— begin Given passage —
Nevertheless, there is one area where AMS is clearly superior to all previous experiments. The instrumentation of AMS includes a calorimeter, trackers, a Cherenkov detector and a time-of-flight detector to measure the energy, charge and mass of incoming particles. All this gives them very good particle identification, in particular they can easily separate heavier nuclei from much more numerous protons and helium nuclei. Flux ratios of various heavy nuclei, for example the boron-to-carbon ratio, are an important input for the models of cosmic ray production and propagation. Furthermore, if there exists exotic matter with distinct charge-to-mass ratio, for example the hypothetical strangelets with small Z/A, AMS is well equipped to identify it.

In summary, high energy astrophysics is a crowded field, and AMS is unlikely to turn it upside down. Their best shot for a spectacular discovery is exotic forms of matter with distinct Z/A ratio, provided they exist. Furthermore, if AMS and the ISS last long enough, and if the performance of the detector is as good as they promise, they should be able to extend PAMELA and FERMI measurements of the antiproton and positron spectra to higher energies, which may or may not clarify the origin of the positron and electron excess in PAMELA and Fermi. In the worst case AMS will sort out the spectra of heavier cosmic ray nuclei, providing valuable input for cosmic ray propagation model. Critics may complain that 2 billion dollars for tuning GALPROP is a lot. Optimists may stress that so far it's the only hope for returns from the 200 billion dollars sunk into the ISS.

Figures are taken from the talk of Andrei Kounine at TeVPA'10.

Tuesday, 17 May 2011

Fermi confirms PAMELA

The annual sabbat of the Fermi collaboration took place last week in Rome. One of the new results presented there was the measurement of the positron fraction in the cosmic rays. This is a very hot observable given PAMELA's claim that the positron fraction at high energies is larger than the one predicted by models of cosmic ray propagation. The PAMELA excess can be interpreted as a signature of dark matter, although boring astrophysical explanations are also possible. But a skeptic could doubt the PAMELA result. Measuring the positron fraction requires discriminating between positrons and much numerous protons; one needs the proton rejection power at the level of 1 in 100 000. PAMELA claims to have that rejection power, but the possibility of an unaccounted for systematic effect did exist.
— end Given passage —
Required task
Please state the proton rejection power the given passage says is needed to measure the positron fraction. The data that follows has no connection to the passage above.
— begin Recorded data —
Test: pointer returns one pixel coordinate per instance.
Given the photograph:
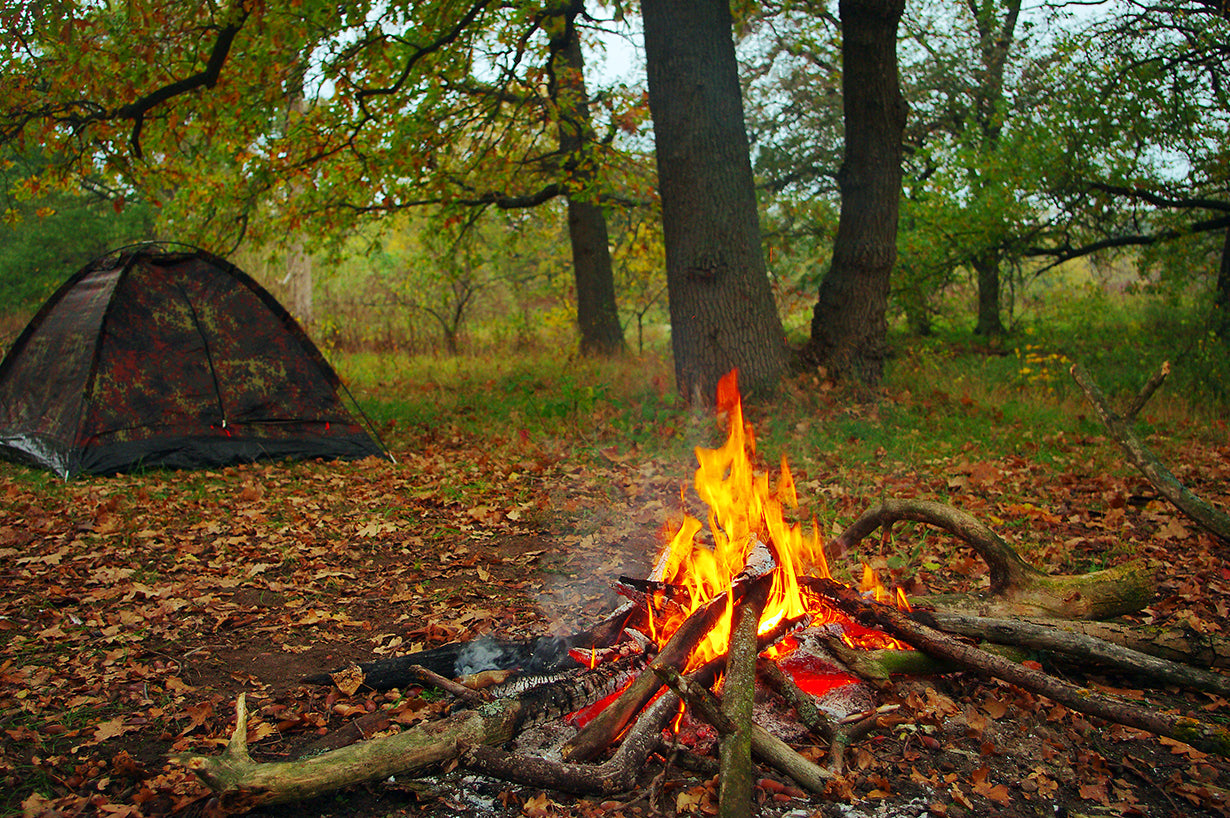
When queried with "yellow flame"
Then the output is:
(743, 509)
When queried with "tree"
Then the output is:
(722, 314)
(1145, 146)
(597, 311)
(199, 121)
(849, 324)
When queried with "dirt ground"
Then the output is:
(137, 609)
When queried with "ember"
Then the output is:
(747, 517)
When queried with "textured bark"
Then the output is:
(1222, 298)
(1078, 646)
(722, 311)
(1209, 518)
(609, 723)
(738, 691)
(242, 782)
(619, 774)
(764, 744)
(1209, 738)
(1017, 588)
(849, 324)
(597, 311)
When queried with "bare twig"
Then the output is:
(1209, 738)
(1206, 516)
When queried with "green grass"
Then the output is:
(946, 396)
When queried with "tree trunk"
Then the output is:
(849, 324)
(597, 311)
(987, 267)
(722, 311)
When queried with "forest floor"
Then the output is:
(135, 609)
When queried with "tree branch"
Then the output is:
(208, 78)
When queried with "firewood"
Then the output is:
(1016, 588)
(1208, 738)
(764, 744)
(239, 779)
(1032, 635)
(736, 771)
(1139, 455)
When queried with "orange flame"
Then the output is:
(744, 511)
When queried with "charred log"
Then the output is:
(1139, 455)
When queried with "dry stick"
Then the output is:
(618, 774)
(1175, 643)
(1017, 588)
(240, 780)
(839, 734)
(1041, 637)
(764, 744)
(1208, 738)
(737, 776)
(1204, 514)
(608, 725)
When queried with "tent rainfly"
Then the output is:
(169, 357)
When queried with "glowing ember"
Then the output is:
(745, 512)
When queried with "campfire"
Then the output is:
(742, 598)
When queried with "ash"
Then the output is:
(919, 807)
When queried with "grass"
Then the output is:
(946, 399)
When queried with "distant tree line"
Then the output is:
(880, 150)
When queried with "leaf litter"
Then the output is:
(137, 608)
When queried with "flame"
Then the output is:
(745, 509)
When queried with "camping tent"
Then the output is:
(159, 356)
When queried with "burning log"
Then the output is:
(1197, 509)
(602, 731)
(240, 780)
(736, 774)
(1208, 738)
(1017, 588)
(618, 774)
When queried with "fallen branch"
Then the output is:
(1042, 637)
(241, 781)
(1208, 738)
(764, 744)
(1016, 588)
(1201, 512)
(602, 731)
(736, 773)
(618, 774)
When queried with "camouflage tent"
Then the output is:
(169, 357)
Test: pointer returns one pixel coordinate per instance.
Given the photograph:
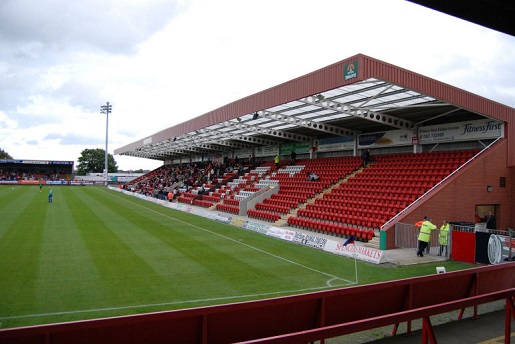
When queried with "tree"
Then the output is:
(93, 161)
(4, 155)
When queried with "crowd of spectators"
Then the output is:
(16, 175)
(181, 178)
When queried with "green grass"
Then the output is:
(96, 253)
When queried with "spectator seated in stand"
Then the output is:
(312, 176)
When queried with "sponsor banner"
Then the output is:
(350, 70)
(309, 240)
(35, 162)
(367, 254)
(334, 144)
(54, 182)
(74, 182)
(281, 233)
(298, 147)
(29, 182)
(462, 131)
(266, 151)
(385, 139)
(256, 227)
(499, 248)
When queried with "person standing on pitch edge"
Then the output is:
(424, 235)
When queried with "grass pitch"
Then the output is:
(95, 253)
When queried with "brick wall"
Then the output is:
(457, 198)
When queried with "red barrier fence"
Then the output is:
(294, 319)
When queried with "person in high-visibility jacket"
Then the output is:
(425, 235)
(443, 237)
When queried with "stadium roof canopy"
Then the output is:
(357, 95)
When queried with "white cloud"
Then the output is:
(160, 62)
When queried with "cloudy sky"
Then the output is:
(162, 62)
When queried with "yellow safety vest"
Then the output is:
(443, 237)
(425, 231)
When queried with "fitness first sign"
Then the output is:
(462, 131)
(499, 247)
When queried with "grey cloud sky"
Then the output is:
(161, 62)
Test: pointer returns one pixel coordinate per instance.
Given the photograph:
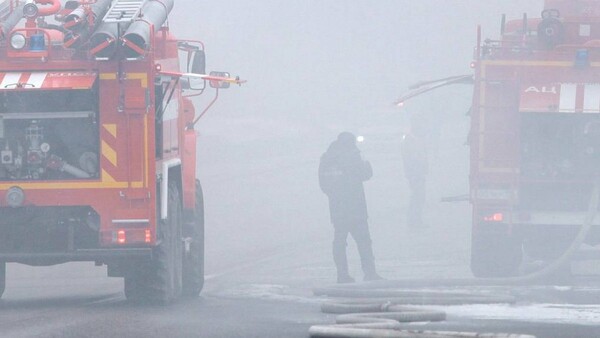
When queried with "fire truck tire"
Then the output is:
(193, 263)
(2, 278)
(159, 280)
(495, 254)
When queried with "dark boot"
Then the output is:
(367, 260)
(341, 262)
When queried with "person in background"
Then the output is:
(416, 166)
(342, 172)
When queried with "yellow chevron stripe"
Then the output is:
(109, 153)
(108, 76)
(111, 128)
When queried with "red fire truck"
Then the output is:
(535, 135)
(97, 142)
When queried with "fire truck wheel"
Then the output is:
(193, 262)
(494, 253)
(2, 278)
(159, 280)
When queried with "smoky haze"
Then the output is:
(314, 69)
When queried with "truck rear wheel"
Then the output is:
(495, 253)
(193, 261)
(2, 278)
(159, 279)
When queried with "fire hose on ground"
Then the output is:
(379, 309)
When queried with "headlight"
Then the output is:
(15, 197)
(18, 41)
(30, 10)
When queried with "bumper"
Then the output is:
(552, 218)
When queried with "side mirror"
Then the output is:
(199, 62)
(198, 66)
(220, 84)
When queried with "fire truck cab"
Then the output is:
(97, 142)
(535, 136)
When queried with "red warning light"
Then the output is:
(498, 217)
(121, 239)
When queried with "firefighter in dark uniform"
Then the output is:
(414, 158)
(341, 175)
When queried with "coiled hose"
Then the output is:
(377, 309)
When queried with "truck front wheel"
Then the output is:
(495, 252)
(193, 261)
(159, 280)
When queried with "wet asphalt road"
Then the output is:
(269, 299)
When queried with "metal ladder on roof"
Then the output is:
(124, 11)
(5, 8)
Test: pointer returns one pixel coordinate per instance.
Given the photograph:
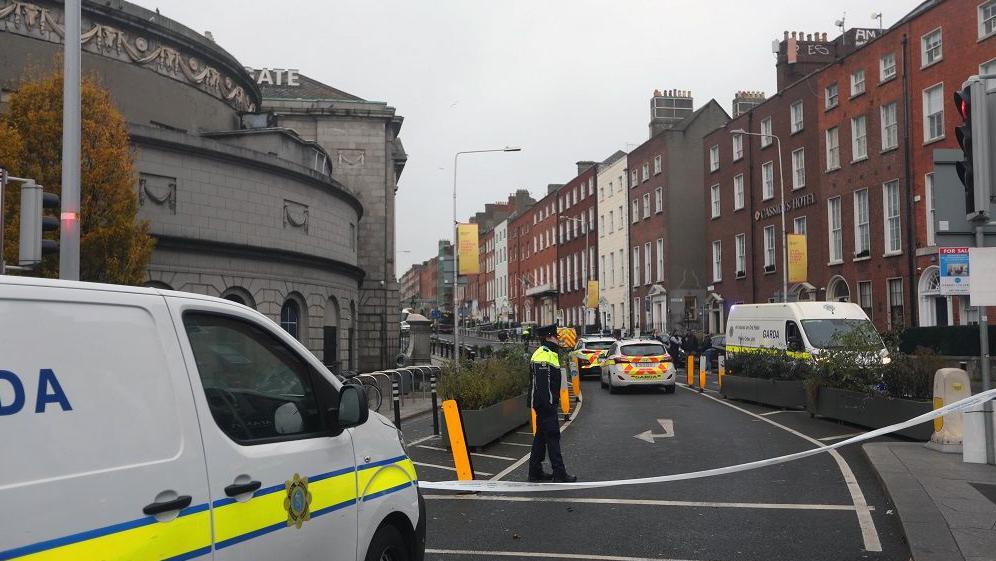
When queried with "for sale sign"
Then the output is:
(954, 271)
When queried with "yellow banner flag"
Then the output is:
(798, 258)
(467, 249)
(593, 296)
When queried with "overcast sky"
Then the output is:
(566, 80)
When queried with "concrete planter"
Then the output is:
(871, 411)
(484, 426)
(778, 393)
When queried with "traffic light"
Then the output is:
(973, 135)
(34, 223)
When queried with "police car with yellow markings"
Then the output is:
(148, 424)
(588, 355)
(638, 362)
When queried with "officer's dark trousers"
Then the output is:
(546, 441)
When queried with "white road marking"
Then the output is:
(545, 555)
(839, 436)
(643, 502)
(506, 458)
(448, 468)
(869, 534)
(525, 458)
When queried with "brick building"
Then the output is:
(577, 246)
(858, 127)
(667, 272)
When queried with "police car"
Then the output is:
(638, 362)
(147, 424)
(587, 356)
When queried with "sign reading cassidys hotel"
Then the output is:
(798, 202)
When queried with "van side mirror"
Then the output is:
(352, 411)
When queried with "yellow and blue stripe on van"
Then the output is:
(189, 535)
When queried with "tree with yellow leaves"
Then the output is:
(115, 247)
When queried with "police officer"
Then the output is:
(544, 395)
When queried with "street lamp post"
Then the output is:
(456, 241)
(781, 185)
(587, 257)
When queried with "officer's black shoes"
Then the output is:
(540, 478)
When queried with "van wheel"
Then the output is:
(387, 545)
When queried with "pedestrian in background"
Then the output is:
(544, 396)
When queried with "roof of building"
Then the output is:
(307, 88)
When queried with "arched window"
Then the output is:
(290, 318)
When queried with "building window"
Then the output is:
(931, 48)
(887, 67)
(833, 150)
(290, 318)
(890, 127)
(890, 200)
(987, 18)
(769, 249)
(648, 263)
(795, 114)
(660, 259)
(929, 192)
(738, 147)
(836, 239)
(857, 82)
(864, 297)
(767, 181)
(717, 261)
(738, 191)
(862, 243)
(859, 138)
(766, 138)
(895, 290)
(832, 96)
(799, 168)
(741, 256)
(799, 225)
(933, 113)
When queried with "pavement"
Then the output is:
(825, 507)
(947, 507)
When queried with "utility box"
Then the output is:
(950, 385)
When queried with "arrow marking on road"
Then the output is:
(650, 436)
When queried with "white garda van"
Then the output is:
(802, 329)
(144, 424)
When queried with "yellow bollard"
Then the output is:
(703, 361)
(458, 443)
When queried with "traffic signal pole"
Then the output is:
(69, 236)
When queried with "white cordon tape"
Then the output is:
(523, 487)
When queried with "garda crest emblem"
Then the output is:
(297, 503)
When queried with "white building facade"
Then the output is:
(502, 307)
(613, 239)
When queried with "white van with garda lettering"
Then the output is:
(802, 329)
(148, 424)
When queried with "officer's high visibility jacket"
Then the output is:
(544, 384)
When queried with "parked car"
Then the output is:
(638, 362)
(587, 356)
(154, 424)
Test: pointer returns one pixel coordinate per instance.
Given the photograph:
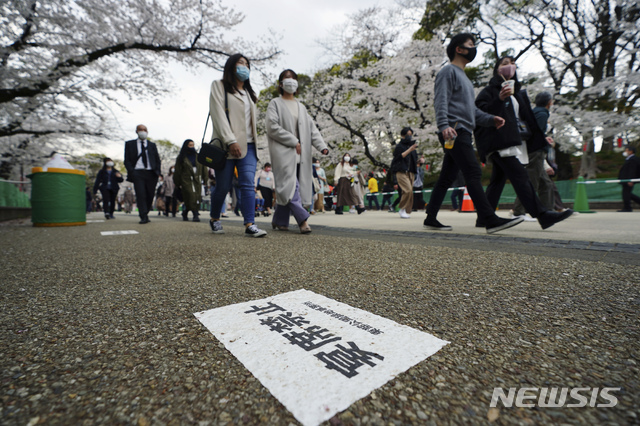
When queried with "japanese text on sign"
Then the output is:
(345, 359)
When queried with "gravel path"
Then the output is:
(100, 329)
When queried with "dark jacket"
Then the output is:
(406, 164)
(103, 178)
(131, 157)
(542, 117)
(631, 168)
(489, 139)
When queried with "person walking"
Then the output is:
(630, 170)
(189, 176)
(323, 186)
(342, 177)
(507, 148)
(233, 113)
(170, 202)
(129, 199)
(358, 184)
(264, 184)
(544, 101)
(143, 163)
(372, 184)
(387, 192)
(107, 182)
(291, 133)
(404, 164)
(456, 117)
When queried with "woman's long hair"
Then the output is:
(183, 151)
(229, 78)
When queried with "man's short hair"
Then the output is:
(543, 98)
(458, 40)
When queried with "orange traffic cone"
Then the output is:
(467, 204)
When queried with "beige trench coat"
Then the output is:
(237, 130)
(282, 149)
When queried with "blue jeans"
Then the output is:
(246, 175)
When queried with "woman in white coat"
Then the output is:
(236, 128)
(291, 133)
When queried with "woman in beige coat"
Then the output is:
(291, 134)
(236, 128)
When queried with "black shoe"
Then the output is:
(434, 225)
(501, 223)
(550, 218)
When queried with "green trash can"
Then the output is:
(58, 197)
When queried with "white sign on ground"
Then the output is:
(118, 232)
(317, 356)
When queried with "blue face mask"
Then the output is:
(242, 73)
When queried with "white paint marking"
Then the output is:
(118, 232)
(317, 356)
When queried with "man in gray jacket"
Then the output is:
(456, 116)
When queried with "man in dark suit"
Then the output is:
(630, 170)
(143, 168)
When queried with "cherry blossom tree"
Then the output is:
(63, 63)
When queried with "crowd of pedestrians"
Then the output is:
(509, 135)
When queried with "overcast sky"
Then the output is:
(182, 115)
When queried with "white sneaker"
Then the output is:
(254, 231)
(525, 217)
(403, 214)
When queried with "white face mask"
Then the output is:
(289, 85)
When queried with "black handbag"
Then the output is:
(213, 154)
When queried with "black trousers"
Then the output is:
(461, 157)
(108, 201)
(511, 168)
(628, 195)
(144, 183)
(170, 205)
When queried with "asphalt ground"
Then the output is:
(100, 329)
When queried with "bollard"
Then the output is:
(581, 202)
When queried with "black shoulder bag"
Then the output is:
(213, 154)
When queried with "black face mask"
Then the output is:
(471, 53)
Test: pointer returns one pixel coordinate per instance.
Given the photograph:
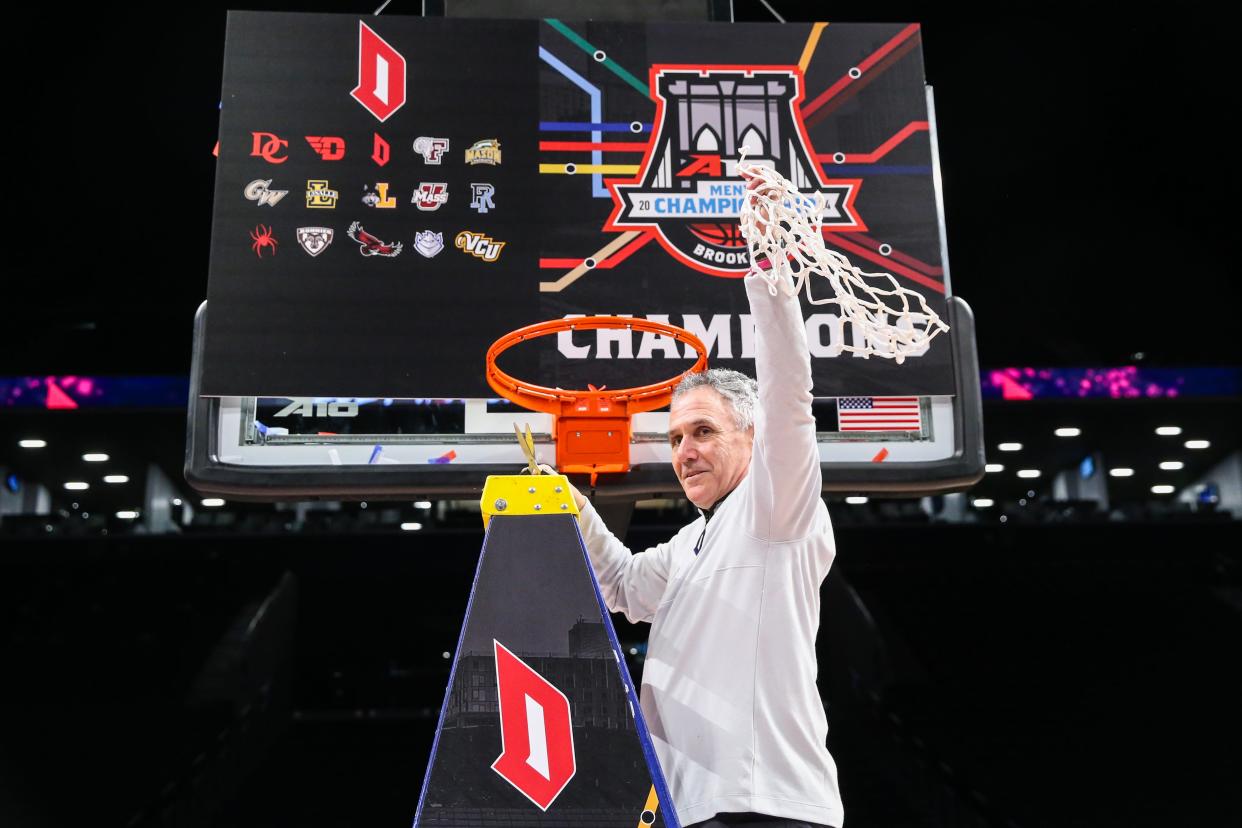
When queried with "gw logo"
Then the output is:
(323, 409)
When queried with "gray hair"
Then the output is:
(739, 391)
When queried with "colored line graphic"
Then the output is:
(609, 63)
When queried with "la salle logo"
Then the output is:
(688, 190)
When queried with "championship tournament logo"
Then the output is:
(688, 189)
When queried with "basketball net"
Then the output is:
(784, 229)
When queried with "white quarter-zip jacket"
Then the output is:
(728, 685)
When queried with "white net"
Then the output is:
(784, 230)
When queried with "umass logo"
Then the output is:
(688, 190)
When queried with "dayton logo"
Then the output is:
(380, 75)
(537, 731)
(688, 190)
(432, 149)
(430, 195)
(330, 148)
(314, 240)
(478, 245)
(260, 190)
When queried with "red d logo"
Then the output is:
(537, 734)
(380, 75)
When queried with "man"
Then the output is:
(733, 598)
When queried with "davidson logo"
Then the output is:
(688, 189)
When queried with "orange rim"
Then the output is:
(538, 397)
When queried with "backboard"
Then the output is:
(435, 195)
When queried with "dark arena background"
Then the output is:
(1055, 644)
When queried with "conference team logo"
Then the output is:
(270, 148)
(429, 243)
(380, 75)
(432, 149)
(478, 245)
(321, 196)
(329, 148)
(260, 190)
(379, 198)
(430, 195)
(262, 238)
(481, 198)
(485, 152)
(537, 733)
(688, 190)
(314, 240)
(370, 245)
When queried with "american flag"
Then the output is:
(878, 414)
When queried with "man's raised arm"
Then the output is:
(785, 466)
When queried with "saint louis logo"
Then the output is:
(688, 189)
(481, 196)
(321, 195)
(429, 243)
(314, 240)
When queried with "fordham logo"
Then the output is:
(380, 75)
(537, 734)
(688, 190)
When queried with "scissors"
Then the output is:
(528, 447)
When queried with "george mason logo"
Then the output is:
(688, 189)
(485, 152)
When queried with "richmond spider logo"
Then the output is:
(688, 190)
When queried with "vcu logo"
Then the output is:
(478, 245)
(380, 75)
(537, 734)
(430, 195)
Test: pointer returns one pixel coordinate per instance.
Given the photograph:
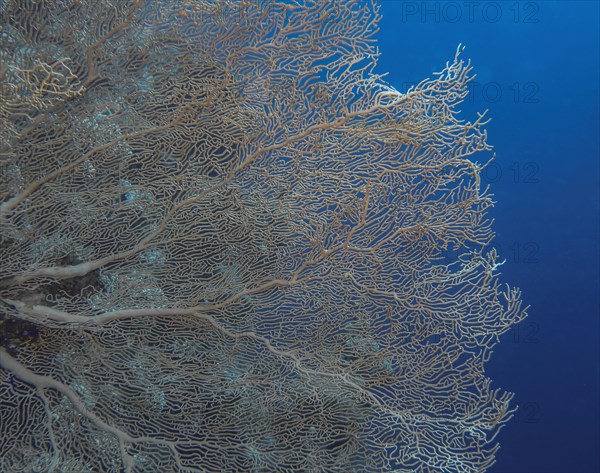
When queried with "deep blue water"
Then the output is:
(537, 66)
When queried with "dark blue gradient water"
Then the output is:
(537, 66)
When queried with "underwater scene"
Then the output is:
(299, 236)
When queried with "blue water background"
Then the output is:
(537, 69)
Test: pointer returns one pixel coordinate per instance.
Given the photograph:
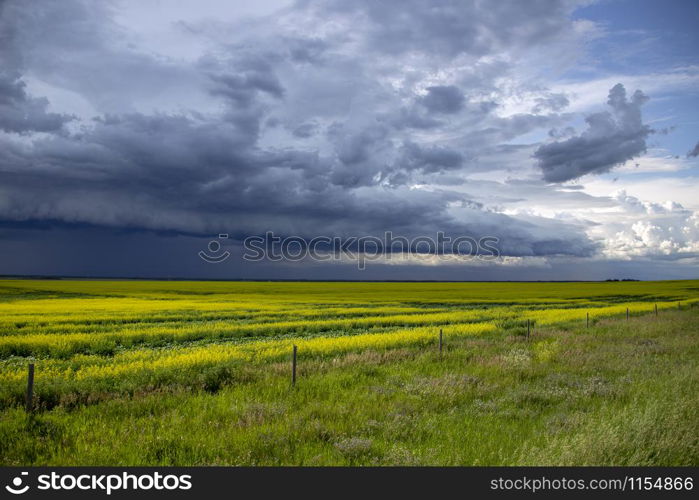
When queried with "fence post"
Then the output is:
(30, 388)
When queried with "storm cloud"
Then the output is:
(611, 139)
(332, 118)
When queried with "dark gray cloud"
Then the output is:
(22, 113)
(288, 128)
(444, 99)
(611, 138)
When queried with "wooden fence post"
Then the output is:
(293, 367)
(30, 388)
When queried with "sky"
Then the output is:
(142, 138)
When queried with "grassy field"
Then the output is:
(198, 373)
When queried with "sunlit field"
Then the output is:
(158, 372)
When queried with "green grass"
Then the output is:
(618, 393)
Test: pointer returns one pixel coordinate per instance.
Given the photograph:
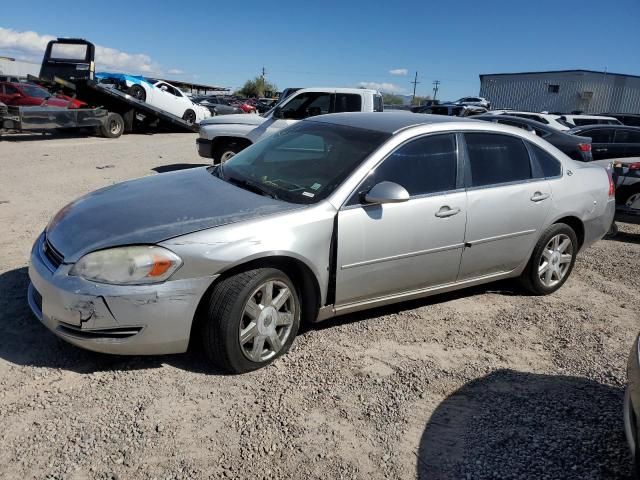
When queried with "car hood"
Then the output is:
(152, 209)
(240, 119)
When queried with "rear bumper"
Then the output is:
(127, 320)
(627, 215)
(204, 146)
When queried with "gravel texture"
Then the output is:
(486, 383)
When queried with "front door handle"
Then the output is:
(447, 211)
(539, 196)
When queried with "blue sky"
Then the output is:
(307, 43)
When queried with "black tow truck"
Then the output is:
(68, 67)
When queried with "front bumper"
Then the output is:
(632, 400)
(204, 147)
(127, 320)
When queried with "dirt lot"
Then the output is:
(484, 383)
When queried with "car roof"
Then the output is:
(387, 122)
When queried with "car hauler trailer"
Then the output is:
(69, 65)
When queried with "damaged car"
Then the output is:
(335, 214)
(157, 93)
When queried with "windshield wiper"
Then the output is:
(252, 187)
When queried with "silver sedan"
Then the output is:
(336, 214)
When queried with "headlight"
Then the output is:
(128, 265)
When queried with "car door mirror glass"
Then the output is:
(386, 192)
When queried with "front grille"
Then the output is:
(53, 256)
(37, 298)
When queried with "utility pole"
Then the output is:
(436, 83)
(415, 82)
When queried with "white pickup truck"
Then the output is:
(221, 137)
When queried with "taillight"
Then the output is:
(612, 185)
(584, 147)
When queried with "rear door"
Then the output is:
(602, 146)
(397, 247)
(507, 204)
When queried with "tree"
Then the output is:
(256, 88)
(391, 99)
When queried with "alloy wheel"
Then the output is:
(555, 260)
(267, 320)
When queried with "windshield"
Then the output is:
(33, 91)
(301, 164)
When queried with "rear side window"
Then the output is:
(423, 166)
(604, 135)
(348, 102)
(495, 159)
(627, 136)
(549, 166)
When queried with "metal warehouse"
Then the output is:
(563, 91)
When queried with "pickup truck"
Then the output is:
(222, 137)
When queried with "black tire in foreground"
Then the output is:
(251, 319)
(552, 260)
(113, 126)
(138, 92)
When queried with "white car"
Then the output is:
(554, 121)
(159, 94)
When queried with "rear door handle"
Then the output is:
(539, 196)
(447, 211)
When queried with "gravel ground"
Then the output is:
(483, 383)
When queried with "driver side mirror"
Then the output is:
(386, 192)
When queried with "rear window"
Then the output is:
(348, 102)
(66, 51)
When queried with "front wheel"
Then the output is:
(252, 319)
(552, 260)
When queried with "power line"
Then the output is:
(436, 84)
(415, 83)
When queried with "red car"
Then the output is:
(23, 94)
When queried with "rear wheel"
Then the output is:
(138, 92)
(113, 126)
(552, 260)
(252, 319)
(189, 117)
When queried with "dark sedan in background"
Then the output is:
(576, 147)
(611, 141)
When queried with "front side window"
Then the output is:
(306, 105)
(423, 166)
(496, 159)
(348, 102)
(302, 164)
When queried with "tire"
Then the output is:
— end Recorded data —
Answer to this problem
A rejection power at the level of 1 in 100 000.